▶ [To do]:
A – Rewrite the backup design note from "One issue of" up to and including "transaction is aborted.", putting "TLS connection" in place of "SSL connection".
B – In the backup design note, what does a remote node do when it sees an opened transaction as aborted?

▶ [Text passage]:
Each saved file is indexed by a 64-bits integer, generated by the source node. On the source node, a global counter is used, initially set to zero and incremented each time a file is copied on a remote node. That way, remote nodes only knows a file number and its size and cannot deduce the file hierarchy on source node, when files are modified (well, maybe some information can be deduced from file size but I consider this a minor issue), etc.

On the source node, a master index is maintained. This index stores, for each saved file:

In case of a directory, saved information in the index are indentical except that no file identifier is necessary. The master index also stores the latest value of the 64-bits file identifier counter.

The master index of a source node is saved on remote nodes explicitely (i.e. they know this is the master index of the source node) and encrypted with a key generated from the node master password. In case of a crash on the source node, the master index can be recovered from remote nodes, in order to reconstruct the disk from saved files indexed by the master index (using the master password).

To support incremental backup, a local copy of each saved file is necessary in order to compute the difference. This local copy could be used as an added local backup, on a different disk for example.

Transactional system

One issue of the system is that the master index and saved files should be coherent, even in case of crash of one or more nodes at any step of a backup phase. So we need to use a transactional-like system to ensure this.

The API between nodes offers a way to start a transaction, and then close it or abort it. If the SSL connection supporting the transaction is interrupted (remote node crash for example), the transaction is aborted.

When saving a set of files (e.g. a directory), the source node:

  1. starts a transaction;
  2. saves a file on a remote node, allocating to it a new identifier;
  3. repeat previous step for all files of the directory;
  4. updates locally the index;
  5. saves the index on remote nodes, as a new one;
  6. closes successfully the transaction;
  7. starts a second transaction;
  8. removes the old files on previous nodes.
  9. removes the old index on all remote nodes.
  10. closes successfully the transaction;
  11. removes locally the old index.

Previous algorithm should probably be tailored, depending on the number of files to save. Maybe it would be better to saved a fixed amount of files (say 10 to 50 files) in each transaction.

If a remode node sees an opened transaction as aborted (either voluntarily or because the source node has disappeared), it erases all files created during the transaction. If a source node sees a remote node crash, it can elect a new remote node and use it in replacement of the previous one.

When a file is saved on a remote node, the remode node replies with a success only when the file is effectively stored on the remote node local disk (of course, real write of data depends of the underlying file-system and mounting parameters).

I should probably do a SPIN model of this algorithm. :)

API between nodes

One could use ONC RPC (as defined by IETF) to communicate between nodes. The data stored (files and index) on remote node should be defined in the XDR format.

We could use following API:

 /* transactions */
start_transaction() -> transaction_id
close_transaction(transaction_id)
abort_transaction(transaction_id)

 /* to handle files */
save_file(transaction_id, 64bits_id, file_content)

▶ [Supplied data]:
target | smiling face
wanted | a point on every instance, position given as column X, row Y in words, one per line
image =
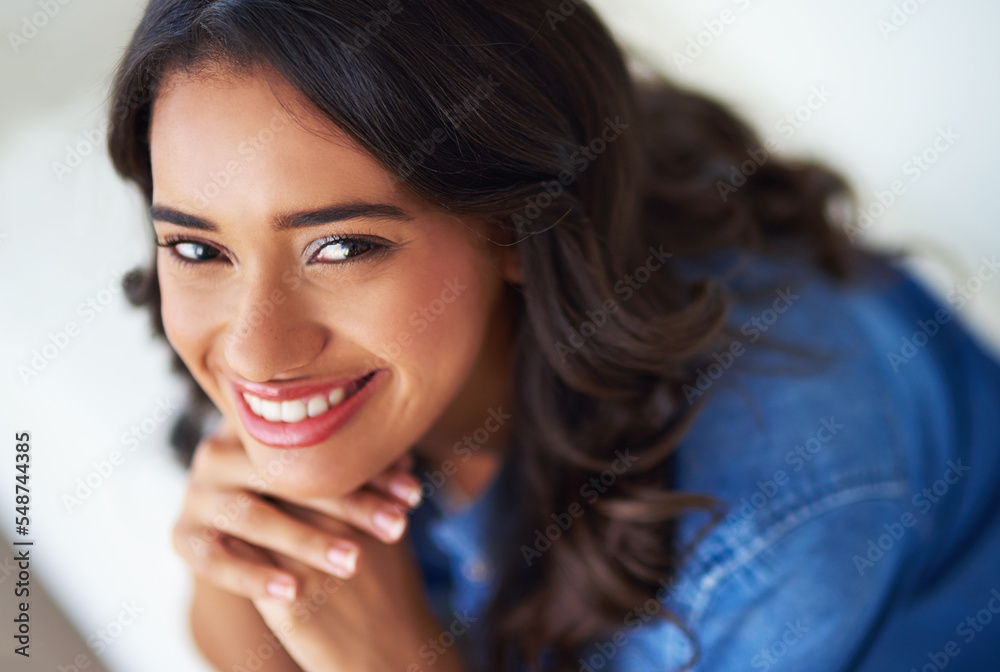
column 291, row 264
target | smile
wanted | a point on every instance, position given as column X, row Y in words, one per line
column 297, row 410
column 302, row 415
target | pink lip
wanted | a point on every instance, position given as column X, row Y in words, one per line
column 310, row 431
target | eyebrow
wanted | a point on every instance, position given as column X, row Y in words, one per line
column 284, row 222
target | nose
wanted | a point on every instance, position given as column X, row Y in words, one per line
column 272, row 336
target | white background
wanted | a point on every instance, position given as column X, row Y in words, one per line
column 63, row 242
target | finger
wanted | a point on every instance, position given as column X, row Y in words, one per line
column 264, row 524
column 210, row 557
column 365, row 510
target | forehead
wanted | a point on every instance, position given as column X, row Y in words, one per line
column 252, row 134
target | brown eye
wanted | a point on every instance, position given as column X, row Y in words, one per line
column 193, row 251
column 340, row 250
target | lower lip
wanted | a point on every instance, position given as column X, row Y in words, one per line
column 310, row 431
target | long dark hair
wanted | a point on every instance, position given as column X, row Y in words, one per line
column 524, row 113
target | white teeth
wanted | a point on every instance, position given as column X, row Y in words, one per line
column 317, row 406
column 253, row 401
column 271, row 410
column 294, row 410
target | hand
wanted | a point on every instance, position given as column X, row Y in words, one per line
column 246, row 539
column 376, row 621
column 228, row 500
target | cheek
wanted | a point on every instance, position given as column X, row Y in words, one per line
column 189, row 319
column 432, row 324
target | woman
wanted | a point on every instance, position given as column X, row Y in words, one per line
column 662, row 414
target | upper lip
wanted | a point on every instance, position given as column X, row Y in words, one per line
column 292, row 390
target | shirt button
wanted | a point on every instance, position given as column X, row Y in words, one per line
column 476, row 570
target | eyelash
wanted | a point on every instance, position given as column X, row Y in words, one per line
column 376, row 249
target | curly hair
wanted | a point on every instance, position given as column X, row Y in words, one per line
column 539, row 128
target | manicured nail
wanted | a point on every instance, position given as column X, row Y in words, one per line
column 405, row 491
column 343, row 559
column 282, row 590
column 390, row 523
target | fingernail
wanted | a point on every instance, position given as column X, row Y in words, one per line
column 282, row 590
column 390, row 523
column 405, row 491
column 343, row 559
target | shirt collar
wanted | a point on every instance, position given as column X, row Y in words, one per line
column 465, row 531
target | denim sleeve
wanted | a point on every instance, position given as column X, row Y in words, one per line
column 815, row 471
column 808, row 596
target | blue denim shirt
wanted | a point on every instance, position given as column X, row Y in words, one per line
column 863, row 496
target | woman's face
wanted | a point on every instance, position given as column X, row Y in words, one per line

▶ [Final results]:
A –
One issue of the system is that the master index and saved files should be coherent, even in case of crash of one or more nodes at any step of a backup phase. So we need to use a transactional-like system to ensure this.

The API between nodes offers a way to start a transaction, and then close it or abort it. If the TLS connection supporting the transaction is interrupted (remote node crash for example), the transaction is aborted.

B – It erases all files created during the transaction.